_Exercise instructions:_
**1.** Answer these from the wood stove thread:
(a) How many garbage cans full of chunks and scrap does the first writer keep right outside?
(b) In what city was Liberty Carton located?
(c) How many dried pine cones does the writer who signs as matt start with?
**2.** Output a part of the wood stove thread word for word, beginning at the words "So yeah, I've" and stopping after "at their job.".

_Passage shown:_

• • • • • • •

I use the chunks and scrap from the wood pile that I can't sell to heat my home. I keep 4 garbage cans full right outside with one inside by the stove. To liget, I stuff the stove with the chunks and use a propane torch to light it. Fast and easy!
 
Very simple. It has lots of air already embedded inside it. Ever looked at the cross section? Obviously not.
Spider, be careful.

Wood Doctor,
I know more about corrugated board (it ain't cardboard... cardboard doesn't have a fluted center) than most people ever will. I worked on a corrugator (that's the machine that makes the stuff) for several years at a place called Liberty Carton in Minneapolis... started out as at the "dry" end as a stacker and worked my way up to operator of the "wet" end. The machine had the capability of making single, double and triple walled board, three different flute sizes (A, B and C), up to 8 ft wide and, on a really good day, 700 linear ft per minute. The properties of the board could be varied in several different ways, such as flute size, the thickness and/or type of liner and flute stock, as well as the type/amount of adhesive used.

So yeah, I've spent a lot of time looking at the "cross section" of corrugated board... inspecting the flute and adjusting the amount of heat, steam, pressure and adhesive is how you get the flute "just right". Making those fine adjustments, using the correct combination, to get the perfect flute and flat (non-warped) board, yet sill retaining the properties to take the knife and crease rollers is something of an art-form learned only through time and experience. I can look at a piece of corrugated board and tell you how "good" the guys who made it are at their job.
 
Sounds very good, Spider, but it would appear that you never use corrugated paper board to start a fire in the stove or fireplace. I find that it works very well when wrapped in newspaper and topped with kindling. I believe that was what the OP was asking about.

I often fill a corrugated 9" x 12" x 2" box filled with sawdust and small wood chips from the shop and use that to get the fire going. Works perfectly. As I said, it's been years since I have ever used a petroleum-based product to light the fire in my woodstove or anyplace else.

To each his own.
 
3 dried pine cones with some small kindling piled around it tee-pee style. i save all my cutoffs from my wood shop, and split that up for kindling. usually throw in 2 or 3 pieces of pine limb about 3" in diameter on top of that. one kitchen match is usually all it takes to get it going. i leave the stove door cracked until i have a decent fire going, then throw a few hardwood splits in, and shot the thing up. once the splits have caught, i close the damper most of the way. that old fisher heats out 1900 feet pretty darn well!

-matt
 
Here 'bouts you gotta first be sur your teeth are cemented in place. Then some of that C-4 Crappie spoke of. Got to sawzall some steel belted ones ( 18"ers best) for holding power and good smokin'. Chiquita boxes are the pits. BUTT: Cleans up the yard. Old banjos work fine---smash against the tailgate first . The jelly won't ignite, forget it; hard to handle like jello.

• • • • • • •

[Stored entries]
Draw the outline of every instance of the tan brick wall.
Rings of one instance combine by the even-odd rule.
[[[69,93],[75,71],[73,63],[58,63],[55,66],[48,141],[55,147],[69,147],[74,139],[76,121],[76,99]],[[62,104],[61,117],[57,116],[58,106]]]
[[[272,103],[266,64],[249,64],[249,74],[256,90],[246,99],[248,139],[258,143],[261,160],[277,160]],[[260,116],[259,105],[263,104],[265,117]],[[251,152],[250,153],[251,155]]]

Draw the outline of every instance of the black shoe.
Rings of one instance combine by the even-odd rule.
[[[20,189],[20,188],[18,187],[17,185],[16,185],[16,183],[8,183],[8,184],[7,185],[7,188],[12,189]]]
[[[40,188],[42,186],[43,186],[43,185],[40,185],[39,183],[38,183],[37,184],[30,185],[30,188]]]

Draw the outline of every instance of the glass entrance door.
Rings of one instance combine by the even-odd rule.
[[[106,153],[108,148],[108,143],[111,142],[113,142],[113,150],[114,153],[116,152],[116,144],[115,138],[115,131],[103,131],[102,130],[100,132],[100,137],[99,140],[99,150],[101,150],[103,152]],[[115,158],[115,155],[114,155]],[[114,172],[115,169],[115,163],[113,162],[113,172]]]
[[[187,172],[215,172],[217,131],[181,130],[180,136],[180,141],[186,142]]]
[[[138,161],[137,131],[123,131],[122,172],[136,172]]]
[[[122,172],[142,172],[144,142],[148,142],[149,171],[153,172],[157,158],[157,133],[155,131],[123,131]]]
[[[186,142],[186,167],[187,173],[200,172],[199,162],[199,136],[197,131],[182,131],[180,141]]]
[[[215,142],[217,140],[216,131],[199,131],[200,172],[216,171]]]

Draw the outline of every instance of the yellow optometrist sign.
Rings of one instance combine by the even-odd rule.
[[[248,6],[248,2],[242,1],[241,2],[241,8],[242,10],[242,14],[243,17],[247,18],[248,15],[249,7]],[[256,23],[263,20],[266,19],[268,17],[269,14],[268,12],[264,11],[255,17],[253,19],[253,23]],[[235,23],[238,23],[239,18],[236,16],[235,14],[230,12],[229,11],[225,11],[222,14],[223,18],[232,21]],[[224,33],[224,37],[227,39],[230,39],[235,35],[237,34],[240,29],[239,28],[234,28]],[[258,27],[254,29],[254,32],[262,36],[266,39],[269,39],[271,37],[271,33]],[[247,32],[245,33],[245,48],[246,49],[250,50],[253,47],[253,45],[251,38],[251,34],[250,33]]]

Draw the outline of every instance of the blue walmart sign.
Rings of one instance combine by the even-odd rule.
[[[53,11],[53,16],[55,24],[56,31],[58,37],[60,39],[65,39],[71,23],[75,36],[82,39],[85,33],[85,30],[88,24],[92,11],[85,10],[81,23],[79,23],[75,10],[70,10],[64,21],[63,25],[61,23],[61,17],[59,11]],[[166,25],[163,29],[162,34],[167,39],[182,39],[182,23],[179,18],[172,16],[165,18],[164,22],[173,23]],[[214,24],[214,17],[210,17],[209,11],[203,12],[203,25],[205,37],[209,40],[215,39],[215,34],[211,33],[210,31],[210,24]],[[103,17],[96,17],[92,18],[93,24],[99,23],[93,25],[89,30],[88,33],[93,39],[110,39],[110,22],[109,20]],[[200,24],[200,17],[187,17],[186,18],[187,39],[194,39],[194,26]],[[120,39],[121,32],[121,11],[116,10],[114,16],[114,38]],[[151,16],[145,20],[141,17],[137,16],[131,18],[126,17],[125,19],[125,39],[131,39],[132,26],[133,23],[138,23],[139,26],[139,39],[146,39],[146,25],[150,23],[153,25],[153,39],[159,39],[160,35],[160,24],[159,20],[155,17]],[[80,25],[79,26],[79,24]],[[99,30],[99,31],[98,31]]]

• • • • • • •

_Exercise responses:_
**1.**
(a) 4
(b) Minneapolis
(c) 3

**2.**
So yeah, I've spent a lot of time looking at the "cross section" of corrugated board... inspecting the flute and adjusting the amount of heat, steam, pressure and adhesive is how you get the flute "just right". Making those fine adjustments, using the correct combination, to get the perfect flute and flat (non-warped) board, yet sill retaining the properties to take the knife and crease rollers is something of an art-form learned only through time and experience. I can look at a piece of corrugated board and tell you how "good" the guys who made it are at their job.